Task description: Every entry is to be printed again precisely as given.

(Referring expression pointing data)
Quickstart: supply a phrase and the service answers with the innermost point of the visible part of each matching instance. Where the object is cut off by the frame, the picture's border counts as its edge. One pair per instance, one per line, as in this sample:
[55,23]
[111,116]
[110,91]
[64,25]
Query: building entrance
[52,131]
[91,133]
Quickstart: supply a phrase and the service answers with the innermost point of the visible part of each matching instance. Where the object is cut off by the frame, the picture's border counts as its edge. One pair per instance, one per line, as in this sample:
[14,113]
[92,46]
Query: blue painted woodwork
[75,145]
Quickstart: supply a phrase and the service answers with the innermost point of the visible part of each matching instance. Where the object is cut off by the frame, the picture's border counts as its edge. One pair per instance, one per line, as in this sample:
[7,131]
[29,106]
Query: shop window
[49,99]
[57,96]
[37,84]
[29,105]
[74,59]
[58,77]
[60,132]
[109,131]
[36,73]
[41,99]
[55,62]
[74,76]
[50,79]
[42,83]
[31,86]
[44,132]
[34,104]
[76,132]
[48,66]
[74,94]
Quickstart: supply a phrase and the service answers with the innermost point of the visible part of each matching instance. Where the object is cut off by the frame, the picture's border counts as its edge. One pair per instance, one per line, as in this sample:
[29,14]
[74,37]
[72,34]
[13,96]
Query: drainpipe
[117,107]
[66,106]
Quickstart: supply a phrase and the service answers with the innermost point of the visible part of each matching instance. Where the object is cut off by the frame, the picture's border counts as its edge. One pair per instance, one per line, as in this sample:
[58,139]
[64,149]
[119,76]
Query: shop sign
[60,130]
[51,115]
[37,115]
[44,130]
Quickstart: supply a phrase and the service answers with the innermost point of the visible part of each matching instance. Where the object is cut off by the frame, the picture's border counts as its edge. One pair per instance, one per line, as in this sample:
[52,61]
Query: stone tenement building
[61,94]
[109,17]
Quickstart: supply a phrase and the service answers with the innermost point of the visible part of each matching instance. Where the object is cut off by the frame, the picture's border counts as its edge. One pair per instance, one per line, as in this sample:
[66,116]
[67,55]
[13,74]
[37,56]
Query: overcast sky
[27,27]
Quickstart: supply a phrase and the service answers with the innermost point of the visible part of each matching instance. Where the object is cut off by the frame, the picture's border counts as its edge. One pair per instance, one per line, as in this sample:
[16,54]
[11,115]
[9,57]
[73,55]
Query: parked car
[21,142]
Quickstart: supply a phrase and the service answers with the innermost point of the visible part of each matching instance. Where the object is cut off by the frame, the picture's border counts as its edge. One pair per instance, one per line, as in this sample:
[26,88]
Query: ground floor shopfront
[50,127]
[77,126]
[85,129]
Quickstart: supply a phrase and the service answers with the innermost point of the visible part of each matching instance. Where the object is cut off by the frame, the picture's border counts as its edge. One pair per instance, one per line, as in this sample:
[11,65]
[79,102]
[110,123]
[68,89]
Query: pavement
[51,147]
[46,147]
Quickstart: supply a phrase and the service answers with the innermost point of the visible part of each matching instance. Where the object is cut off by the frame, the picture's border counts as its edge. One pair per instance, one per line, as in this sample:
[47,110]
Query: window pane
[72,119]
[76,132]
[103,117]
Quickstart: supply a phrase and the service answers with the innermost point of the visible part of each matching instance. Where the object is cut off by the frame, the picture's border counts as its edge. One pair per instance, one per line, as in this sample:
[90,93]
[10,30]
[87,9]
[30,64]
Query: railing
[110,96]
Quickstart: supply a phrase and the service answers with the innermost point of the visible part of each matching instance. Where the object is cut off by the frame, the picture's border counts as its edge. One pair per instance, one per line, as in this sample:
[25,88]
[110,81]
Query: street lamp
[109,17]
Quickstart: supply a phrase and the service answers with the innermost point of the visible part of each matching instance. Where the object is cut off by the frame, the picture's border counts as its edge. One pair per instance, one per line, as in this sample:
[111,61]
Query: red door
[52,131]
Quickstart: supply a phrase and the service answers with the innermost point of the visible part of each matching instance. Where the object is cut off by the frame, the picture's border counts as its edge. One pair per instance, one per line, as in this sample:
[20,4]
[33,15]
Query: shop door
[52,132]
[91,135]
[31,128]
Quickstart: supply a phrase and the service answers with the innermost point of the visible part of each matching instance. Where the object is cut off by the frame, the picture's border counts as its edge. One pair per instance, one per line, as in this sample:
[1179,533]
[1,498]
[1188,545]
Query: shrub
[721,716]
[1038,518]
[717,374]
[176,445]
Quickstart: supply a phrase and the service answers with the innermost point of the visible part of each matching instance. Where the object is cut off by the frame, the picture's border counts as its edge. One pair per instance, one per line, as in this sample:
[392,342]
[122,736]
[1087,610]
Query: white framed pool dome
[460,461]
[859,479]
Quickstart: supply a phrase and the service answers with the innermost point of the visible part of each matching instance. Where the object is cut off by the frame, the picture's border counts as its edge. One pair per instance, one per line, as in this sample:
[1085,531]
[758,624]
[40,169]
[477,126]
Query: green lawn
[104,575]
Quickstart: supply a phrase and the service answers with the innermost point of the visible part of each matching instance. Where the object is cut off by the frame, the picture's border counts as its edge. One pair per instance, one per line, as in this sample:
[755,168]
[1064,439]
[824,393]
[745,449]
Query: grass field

Expected answer:
Quickstart: supply a phrase and the service answers with the innermost point of the visible part of each matching instance. Where the object is cut off by the frame, the picture's border counts as its edge. One pair per instance, one per line, as in this sample:
[55,23]
[111,116]
[110,91]
[64,25]
Query: building entrance
[52,131]
[91,133]
Quickstart: supply a phrase and the service answers with the innermost point of the visible part of each matching instance. Where the object is cut off by the frame, the picture's border counts as its edge. One pair per instance, one per line, as in this sample:
[14,113]
[92,46]
Query: blue painted woodwork
[75,145]
Quickstart: supply a phrase and the service answers with the innermost point of the visible part of each matching instance. Where the object is cut off by the frame, the picture's border counts as its edge. One pair per instance, one per line, as in this sample:
[7,131]
[29,106]
Query: shop window
[49,99]
[57,96]
[37,84]
[29,105]
[74,59]
[58,77]
[60,132]
[109,131]
[36,73]
[41,99]
[55,62]
[74,76]
[50,79]
[42,83]
[31,86]
[44,132]
[34,104]
[76,132]
[48,66]
[74,94]
Quickstart: supply a phrase and the service answers with the innermost point of the visible part of each matching instance. Where the object is cut off by the frame, the picture's border counts as its edge. One pair per instance, one per line, as in this sample:
[29,14]
[74,37]
[72,34]
[13,96]
Query: drainpipe
[117,107]
[66,106]
Quickstart: supply a phrase and the service answers with the innermost point of the visible part of each matching instance. Where the object is cut off by the frame, the picture's border counts as its edge. One pair per instance, one per line, as in this sample:
[58,139]
[64,149]
[119,76]
Query: shop sign
[60,130]
[51,115]
[37,115]
[44,130]
Quickstart: supply a phrase and the service answers with the innermost point of the visible part of each matching instance. Where the object is cut off by the frame, the picture's border counts as its edge. One pair per instance, one per line, as in this sample:
[52,61]
Query: stone tenement building
[61,94]
[109,17]
Quickstart: supply a phrase and the service answers with the innermost point of the visible part of each matching instance. Where the object is cut off by the frame, the picture's border counts as its edge. One pair per instance, one per line, as in this sample:
[66,116]
[67,55]
[13,74]
[37,56]
Query: overcast sky
[27,27]
Quickstart: supply a phrase and the service answers with the innermost point of the visible part of each matching instance. Where the object is cut off by the frame, the picture's border counts as its edge. One pair per instance, one per line, as in this sample:
[16,54]
[11,115]
[9,57]
[73,55]
Query: parked car
[21,142]
Quickstart: supply a phrase and the service answers with the innermost point of the visible part of each matching instance. Where the object is cut off by the frame, the picture's border counts as its edge. One pair per instance, one per line, as in this sample:
[26,88]
Query: ground floor shopfront
[50,127]
[77,126]
[85,129]
Quickstart: supply a phrase and the service answers with the innermost point of the visible part of each matching instance. Where the object is cut off by the frame, the picture's border counts as its edge. One pair per instance, one per line, as in this sample:
[11,65]
[79,102]
[110,123]
[68,89]
Query: pavement
[51,147]
[46,147]
Quickstart: supply a phrase and the service answers with the innermost point of the visible part of each matching instance. Where the object is cut off by the frame, the picture's border counts as its edge. One pair per instance, one per line, as in this sample:
[47,110]
Query: window pane
[72,119]
[76,132]
[103,117]
Quickstart: supply a phrase and the service answers with the innermost point of the visible part of each matching instance. Where the object is cut off by the frame, the picture's border counts as its edge. One pair per instance, one per line, as in this sample:
[90,93]
[10,30]
[87,9]
[30,64]
Query: railing
[110,96]
Quickstart: supply a phrase and the service answers with the innermost point of the visible part of each matching instance. Where the object is cut off by the frame, the picture's border counts as its edge. One pair per instance, one per line, as in this sample:
[25,88]
[110,81]
Query: street lamp
[109,17]
Quickstart: supply a phrase and the service answers with the innermost point of the visible part of each matching instance. Where the object is cut off by the frame, the picture's border counts as its edge. One pair per instance, one per line, as in this sample:
[111,61]
Query: red door
[52,131]
Quickstart: supply a phrase and the service answers with the innermost point of the visible part of each matching instance. Where the object is cut off by the frame, the picture's border counts as its edge. One pair per instance, one per line, as in this sample:
[20,4]
[33,15]
Query: shop door
[52,132]
[91,135]
[31,128]
Quickstart: supply a phrase and the service answers with the innermost point of the visible part of each matching instance. Where the object is cut off by the frame, the picture's border counts as its edge. One pair per instance, one per line, as in this sample:
[1179,533]
[1,498]
[1188,545]
Query: shrub
[721,716]
[1038,518]
[717,374]
[176,445]
Quickstart: supply a phrase and the service answers with the innermost point of the visible part of each matching instance. Where the object is cut off by the frame, the picture's border counts as its edge. One pair per instance, one per line, as in this sample:
[392,342]
[122,736]
[1087,610]
Query: white framed pool dome
[460,461]
[859,479]
Quickstart: supply a phrase and the service answers with the innermost point of the visible part of each matching instance. Where the object is cut off by the frame, the picture's border counts as its edge. One pair per instance, one per line, as in this sample:
[1085,531]
[758,624]
[40,169]
[477,126]
Query: green lawn
[104,575]
Quickstart: supply a phrase and the service answers with the innermost point of the visible part of each matching instance. Where the object is cut off by the frame, the picture's border counts as its edge. One pair per instance, one per line, as in this sample:
[755,168]
[1064,439]
[824,393]
[745,449]
Query: grass field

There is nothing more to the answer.